§ Directions for this task: Please arrange everything from the line containing "The component shall place one marker per instance of the dark" down to the end of the rows as a JSON list of strings, one string per line with blank lines left out. Include both ends and no lines before that one.

|---|

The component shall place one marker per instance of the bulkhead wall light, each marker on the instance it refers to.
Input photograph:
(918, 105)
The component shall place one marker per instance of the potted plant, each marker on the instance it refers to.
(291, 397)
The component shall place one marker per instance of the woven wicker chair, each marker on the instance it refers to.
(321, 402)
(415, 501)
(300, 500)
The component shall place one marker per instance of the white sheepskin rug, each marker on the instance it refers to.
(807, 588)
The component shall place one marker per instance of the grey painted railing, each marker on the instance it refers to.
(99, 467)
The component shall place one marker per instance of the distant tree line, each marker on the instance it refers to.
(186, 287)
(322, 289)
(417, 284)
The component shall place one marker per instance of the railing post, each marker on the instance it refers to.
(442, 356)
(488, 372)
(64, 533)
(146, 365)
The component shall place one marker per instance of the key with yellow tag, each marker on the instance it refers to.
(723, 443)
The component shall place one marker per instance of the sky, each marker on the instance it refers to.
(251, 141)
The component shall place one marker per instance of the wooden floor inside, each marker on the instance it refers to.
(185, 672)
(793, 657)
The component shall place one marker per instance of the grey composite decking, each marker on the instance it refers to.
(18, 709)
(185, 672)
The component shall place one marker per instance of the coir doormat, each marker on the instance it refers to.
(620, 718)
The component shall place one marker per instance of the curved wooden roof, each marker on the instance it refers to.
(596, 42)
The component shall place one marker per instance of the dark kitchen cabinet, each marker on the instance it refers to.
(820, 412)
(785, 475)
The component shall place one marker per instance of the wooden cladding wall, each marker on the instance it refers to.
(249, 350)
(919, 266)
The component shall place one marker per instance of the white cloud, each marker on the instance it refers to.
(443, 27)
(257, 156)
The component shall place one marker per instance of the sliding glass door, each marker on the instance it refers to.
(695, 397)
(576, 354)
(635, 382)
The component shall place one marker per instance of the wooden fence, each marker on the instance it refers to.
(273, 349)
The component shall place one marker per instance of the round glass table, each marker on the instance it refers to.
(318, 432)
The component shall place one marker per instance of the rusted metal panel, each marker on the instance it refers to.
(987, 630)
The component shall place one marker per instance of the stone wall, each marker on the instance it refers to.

|---|

§ Reply to the exercise:
[
  "The component shall place one marker per instance of the dark kitchen cabinet, each marker on the instance it refers to.",
  "(820, 412)",
  "(785, 475)",
  "The component shall place one marker per instance of the wooden cladding wall, each marker on the instance it refers to.",
  "(249, 350)",
  "(919, 266)",
  "The component shall place one marker per instance of the white cloud, each marker on the instance it refers to.",
  "(443, 27)",
  "(257, 156)",
  "The component shall place one marker per instance of the sliding glass door, each marker on the instance it refers to.",
  "(695, 397)",
  "(576, 354)",
  "(635, 382)",
  "The component shall place one marker per instance of the wooden fence, each marker on the instance it refers to.",
  "(273, 349)",
  "The component shall place one marker per instance of the round glass table, each marker on the instance it refers to.",
  "(318, 432)",
  "The component shall place one marker per instance of the rusted metal panel, each marker on the instance it refers to.",
  "(987, 630)",
  "The component shall place one marker per instance of the stone wall, each marker on the instance it refers to."
]